(SHORT TASK) Count the lines in the rows below that contain the word "decorative", with case counting. Reply with the number alone.

(RECORDS TO PROCESS)
___

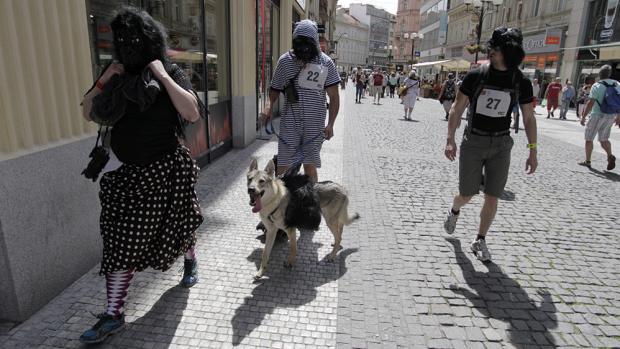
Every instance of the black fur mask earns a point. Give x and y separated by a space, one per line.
138 40
305 48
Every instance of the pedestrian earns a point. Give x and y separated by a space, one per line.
360 82
552 94
410 93
376 86
491 91
448 93
568 94
584 92
601 119
149 209
302 126
536 92
392 83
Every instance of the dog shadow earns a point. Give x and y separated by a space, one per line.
165 316
498 296
614 177
286 288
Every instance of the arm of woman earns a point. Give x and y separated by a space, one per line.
185 102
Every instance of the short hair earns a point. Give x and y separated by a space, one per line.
605 72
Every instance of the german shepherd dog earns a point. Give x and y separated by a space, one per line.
293 202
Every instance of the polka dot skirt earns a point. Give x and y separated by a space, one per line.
149 214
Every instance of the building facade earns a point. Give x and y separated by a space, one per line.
49 213
407 22
378 21
351 41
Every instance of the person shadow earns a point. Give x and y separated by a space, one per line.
286 288
159 325
498 296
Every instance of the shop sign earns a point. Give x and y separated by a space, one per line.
548 41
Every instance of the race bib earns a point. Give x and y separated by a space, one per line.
313 77
493 103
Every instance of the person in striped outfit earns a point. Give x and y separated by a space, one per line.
311 74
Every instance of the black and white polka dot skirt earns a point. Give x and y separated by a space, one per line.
149 214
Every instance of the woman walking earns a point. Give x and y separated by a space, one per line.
149 209
410 93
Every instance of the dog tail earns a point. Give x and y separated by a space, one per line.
351 219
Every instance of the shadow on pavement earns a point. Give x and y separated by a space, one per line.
500 297
160 323
605 174
286 288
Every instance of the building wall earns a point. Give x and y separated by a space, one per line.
352 50
48 213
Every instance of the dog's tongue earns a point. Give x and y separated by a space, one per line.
257 205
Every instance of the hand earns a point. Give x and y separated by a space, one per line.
265 115
531 164
114 68
450 150
157 67
329 132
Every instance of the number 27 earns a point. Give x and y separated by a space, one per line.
490 103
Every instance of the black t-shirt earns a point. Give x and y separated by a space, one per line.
140 138
496 81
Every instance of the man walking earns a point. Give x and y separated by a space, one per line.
552 95
491 92
305 74
600 123
568 94
377 86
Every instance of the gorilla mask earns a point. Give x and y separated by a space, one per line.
138 40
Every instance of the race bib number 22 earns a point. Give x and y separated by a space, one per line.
313 77
493 103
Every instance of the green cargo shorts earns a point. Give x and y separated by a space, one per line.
490 153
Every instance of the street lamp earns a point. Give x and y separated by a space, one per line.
481 8
413 36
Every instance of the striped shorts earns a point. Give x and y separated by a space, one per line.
601 125
301 140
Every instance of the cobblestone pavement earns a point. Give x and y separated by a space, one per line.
400 281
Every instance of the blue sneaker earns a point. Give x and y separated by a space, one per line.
106 326
190 273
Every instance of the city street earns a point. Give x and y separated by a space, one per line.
400 281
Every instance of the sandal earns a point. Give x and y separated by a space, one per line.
586 163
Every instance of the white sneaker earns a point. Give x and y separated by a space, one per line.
449 224
479 248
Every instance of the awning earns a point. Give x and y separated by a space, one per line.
426 64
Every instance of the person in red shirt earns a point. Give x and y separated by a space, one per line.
552 95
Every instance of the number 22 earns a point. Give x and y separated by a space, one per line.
316 76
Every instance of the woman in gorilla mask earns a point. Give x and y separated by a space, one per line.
149 208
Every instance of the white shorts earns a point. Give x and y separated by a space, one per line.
601 125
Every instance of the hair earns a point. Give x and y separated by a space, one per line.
605 72
152 30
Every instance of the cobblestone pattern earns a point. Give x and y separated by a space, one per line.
554 281
289 309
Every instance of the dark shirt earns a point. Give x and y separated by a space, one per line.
497 80
140 138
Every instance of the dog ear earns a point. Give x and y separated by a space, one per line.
270 168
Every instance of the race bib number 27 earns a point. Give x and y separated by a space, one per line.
493 103
313 77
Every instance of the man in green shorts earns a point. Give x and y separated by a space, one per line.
491 92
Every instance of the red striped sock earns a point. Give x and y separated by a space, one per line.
117 284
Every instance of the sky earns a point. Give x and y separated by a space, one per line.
389 5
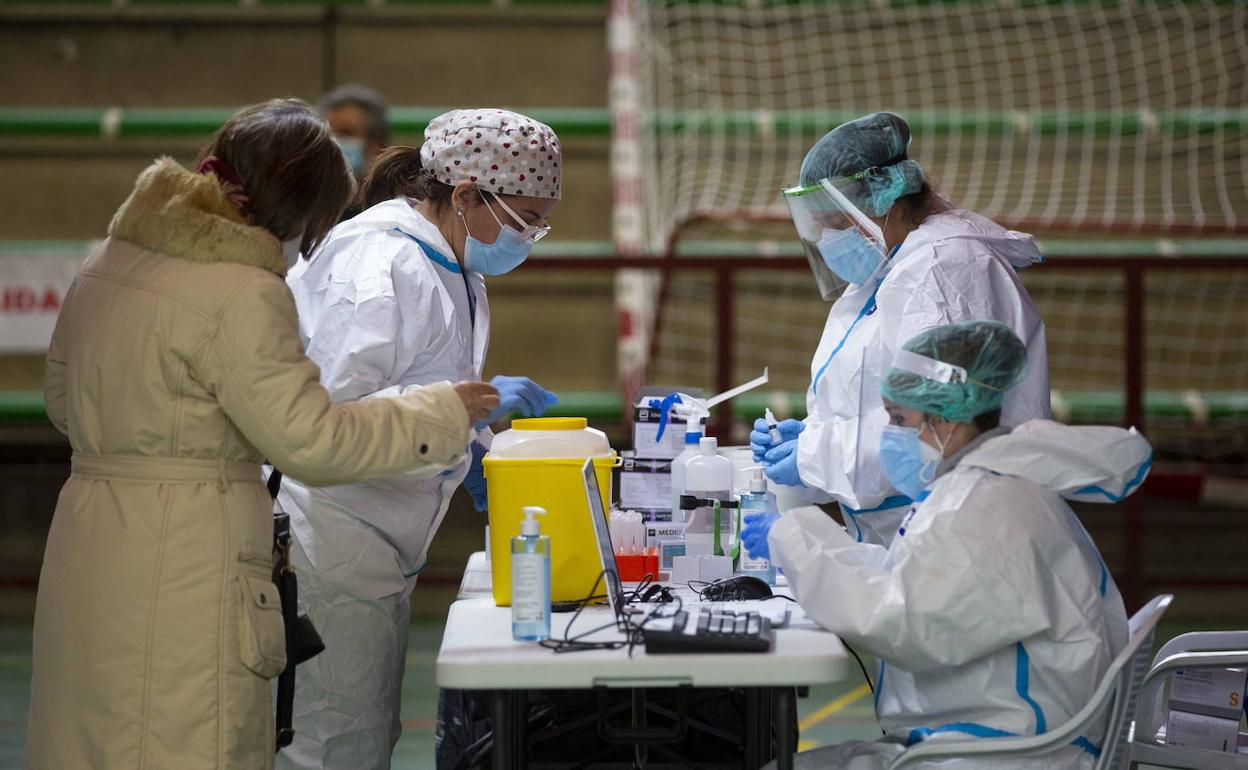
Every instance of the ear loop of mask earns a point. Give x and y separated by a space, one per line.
940 444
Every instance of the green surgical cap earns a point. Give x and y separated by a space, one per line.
876 140
994 357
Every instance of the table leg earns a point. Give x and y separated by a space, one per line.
507 720
784 710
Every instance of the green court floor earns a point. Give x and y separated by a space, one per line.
830 714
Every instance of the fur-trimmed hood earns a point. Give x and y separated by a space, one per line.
187 215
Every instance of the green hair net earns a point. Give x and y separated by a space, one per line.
876 140
992 356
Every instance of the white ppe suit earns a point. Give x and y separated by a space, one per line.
991 612
383 305
956 266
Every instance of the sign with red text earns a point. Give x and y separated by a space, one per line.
31 291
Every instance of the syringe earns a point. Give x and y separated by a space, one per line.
771 427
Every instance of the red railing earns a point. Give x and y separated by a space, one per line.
1133 271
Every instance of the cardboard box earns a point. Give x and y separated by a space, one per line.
645 483
1201 731
667 531
645 424
1209 692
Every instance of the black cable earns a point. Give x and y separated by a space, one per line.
867 678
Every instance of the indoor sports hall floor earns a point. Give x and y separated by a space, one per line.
830 714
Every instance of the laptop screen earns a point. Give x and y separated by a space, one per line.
603 534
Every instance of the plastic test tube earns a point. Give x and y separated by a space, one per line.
771 427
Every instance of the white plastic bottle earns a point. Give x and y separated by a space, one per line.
758 501
531 579
693 436
708 476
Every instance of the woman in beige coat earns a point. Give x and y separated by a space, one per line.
176 367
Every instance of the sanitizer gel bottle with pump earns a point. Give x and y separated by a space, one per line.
531 580
758 501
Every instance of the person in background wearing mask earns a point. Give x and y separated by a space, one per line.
396 297
360 120
991 612
175 368
906 260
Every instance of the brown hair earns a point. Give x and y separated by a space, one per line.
292 172
398 171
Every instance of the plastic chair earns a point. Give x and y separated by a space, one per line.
1194 650
1116 695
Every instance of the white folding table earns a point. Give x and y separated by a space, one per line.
478 654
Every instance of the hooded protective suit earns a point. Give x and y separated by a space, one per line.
383 306
991 612
175 370
956 266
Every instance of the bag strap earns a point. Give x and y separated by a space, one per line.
275 483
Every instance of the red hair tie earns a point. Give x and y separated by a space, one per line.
230 177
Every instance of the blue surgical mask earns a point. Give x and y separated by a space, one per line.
850 255
504 255
353 147
907 463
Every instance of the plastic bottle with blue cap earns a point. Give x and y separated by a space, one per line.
694 412
758 501
531 579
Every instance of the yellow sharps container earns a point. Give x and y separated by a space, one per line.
538 462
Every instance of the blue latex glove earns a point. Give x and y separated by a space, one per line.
760 437
754 537
476 479
780 464
519 394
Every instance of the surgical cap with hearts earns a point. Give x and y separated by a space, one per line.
498 150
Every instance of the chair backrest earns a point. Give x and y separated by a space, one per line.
1132 664
1192 642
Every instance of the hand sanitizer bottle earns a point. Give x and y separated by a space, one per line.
531 580
758 501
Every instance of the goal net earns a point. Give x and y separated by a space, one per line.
1085 119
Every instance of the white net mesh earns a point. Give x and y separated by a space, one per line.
1053 115
1196 353
1057 116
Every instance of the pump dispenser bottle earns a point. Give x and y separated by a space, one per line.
531 579
693 438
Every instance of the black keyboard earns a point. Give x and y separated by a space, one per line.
711 630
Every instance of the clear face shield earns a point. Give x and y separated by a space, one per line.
843 245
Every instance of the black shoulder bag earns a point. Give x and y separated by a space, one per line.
302 640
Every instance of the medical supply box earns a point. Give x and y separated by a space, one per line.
645 483
538 462
648 414
1201 731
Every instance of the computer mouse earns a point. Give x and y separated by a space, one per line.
736 588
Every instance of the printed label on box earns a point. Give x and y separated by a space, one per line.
645 439
1201 731
1209 692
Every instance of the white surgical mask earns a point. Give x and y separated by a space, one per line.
907 462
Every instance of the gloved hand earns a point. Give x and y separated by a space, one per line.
754 537
519 394
476 479
780 464
760 437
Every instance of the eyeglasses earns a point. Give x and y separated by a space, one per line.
531 232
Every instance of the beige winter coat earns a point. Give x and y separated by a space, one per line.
175 370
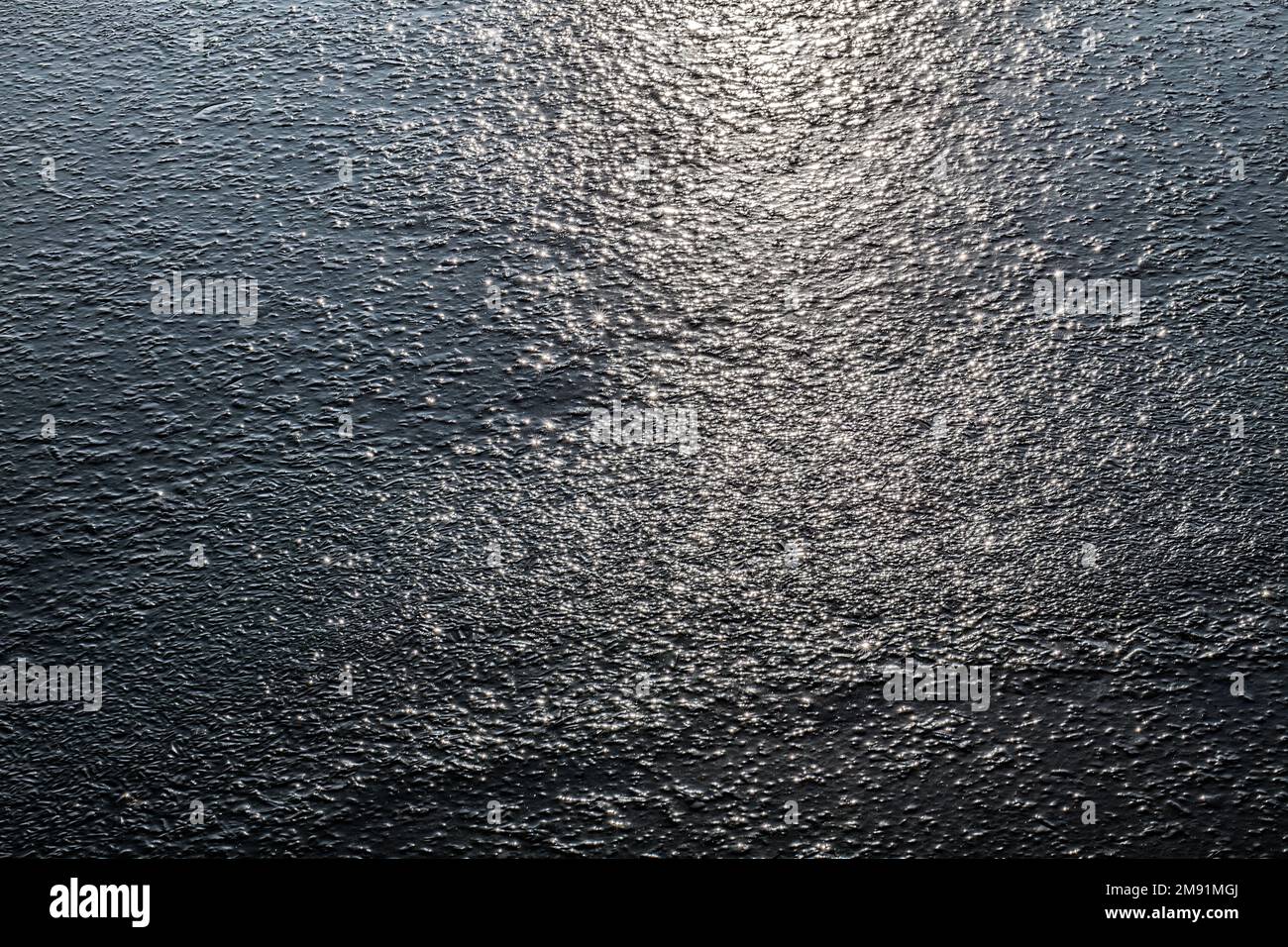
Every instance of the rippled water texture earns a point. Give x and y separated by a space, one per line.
816 226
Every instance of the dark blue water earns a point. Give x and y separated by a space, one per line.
816 227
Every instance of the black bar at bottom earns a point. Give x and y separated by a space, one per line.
553 896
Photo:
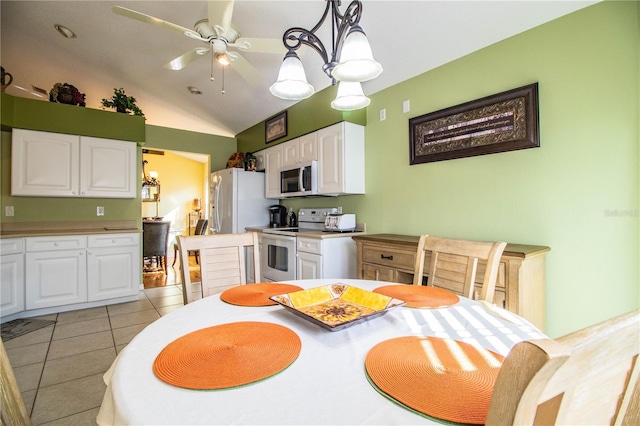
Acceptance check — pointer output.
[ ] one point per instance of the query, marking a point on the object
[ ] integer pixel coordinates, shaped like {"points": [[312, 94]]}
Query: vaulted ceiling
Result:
{"points": [[111, 51]]}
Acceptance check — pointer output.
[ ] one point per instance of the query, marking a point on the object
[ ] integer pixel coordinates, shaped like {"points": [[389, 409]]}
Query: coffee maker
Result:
{"points": [[277, 216]]}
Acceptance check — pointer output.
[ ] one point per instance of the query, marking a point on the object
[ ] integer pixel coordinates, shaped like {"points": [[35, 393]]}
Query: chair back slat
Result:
{"points": [[222, 261], [586, 377], [454, 264]]}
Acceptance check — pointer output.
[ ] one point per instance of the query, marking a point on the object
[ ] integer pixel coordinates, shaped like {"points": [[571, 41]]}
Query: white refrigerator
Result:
{"points": [[237, 201]]}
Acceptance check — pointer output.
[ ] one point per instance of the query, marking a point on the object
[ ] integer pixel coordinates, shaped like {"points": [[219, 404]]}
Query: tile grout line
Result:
{"points": [[44, 365]]}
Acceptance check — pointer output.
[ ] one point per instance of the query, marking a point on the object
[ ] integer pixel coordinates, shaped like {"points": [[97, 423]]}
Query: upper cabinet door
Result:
{"points": [[273, 163], [59, 165], [107, 168], [341, 159], [44, 164], [308, 147], [290, 152]]}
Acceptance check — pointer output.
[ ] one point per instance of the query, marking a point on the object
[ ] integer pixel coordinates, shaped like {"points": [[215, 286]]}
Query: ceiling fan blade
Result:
{"points": [[138, 16], [184, 60], [245, 69], [261, 45], [220, 13]]}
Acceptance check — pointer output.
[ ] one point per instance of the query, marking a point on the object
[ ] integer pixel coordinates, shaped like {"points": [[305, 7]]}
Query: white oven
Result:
{"points": [[278, 259]]}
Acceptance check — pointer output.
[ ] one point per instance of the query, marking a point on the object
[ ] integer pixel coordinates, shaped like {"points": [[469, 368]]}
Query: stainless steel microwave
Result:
{"points": [[299, 180]]}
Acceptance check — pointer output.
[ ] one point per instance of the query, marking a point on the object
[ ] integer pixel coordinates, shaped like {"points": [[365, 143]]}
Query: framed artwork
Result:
{"points": [[502, 122], [276, 127]]}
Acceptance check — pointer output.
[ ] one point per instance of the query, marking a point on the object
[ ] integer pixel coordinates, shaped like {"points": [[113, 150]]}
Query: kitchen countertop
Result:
{"points": [[310, 234], [45, 229]]}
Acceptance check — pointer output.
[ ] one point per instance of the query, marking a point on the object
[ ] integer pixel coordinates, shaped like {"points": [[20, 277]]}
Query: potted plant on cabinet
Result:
{"points": [[249, 162], [122, 103]]}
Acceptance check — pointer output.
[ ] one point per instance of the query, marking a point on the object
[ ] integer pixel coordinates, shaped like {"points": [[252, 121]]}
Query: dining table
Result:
{"points": [[326, 383]]}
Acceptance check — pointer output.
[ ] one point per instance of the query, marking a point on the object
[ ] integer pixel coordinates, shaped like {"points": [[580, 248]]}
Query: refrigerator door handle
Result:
{"points": [[216, 206]]}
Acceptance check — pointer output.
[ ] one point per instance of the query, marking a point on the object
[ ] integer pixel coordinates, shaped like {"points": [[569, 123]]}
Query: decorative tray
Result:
{"points": [[336, 306]]}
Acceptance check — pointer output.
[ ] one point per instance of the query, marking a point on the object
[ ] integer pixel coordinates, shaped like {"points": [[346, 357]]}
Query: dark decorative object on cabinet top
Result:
{"points": [[66, 94]]}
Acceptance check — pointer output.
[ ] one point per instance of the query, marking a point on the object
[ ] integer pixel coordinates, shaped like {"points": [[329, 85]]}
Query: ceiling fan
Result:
{"points": [[219, 34]]}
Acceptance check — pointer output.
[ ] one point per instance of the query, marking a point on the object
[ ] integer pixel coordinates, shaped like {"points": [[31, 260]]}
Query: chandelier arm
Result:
{"points": [[295, 37]]}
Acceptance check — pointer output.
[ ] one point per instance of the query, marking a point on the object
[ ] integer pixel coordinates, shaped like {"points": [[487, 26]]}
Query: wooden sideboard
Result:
{"points": [[520, 287]]}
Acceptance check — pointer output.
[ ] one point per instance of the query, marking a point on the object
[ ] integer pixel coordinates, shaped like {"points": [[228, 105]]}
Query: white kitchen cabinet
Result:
{"points": [[45, 164], [56, 271], [60, 165], [113, 266], [11, 276], [333, 257], [107, 168], [341, 159], [273, 163], [300, 150]]}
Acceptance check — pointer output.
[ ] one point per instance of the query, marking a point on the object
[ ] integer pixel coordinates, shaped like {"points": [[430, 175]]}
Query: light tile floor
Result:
{"points": [[59, 368]]}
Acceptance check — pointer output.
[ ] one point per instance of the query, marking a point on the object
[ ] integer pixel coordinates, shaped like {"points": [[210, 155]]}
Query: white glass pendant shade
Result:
{"points": [[356, 59], [350, 97], [292, 81]]}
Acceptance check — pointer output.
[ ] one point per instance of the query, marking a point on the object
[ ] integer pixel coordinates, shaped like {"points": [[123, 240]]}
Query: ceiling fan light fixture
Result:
{"points": [[350, 97], [356, 60], [223, 59], [292, 81], [66, 32]]}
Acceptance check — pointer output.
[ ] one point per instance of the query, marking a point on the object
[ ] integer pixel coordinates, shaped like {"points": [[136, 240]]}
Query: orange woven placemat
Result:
{"points": [[227, 355], [256, 294], [442, 378], [419, 296]]}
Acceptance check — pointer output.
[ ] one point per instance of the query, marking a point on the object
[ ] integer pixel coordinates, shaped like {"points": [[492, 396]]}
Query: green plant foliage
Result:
{"points": [[122, 103]]}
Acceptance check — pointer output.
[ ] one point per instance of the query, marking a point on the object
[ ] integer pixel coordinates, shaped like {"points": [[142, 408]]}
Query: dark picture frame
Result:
{"points": [[275, 127], [506, 121]]}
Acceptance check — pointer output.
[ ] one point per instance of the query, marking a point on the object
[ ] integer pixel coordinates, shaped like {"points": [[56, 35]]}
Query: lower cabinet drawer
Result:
{"points": [[378, 273]]}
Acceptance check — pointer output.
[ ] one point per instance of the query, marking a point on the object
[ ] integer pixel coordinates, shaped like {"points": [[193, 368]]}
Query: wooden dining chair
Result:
{"points": [[201, 229], [155, 238], [12, 408], [454, 264], [586, 377], [222, 261]]}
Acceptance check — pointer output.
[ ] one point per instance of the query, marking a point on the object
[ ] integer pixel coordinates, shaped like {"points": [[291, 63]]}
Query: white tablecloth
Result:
{"points": [[325, 385]]}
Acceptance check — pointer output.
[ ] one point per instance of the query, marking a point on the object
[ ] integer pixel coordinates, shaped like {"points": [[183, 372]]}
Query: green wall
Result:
{"points": [[304, 117], [577, 193], [60, 118], [53, 117], [219, 148]]}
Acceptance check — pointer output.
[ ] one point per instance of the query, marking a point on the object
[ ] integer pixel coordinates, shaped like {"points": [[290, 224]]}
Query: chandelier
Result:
{"points": [[349, 63]]}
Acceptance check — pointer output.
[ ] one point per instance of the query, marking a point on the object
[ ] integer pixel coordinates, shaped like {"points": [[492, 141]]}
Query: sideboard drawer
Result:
{"points": [[378, 273], [389, 257]]}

___

(RESULT FOR THIS EXERCISE) 2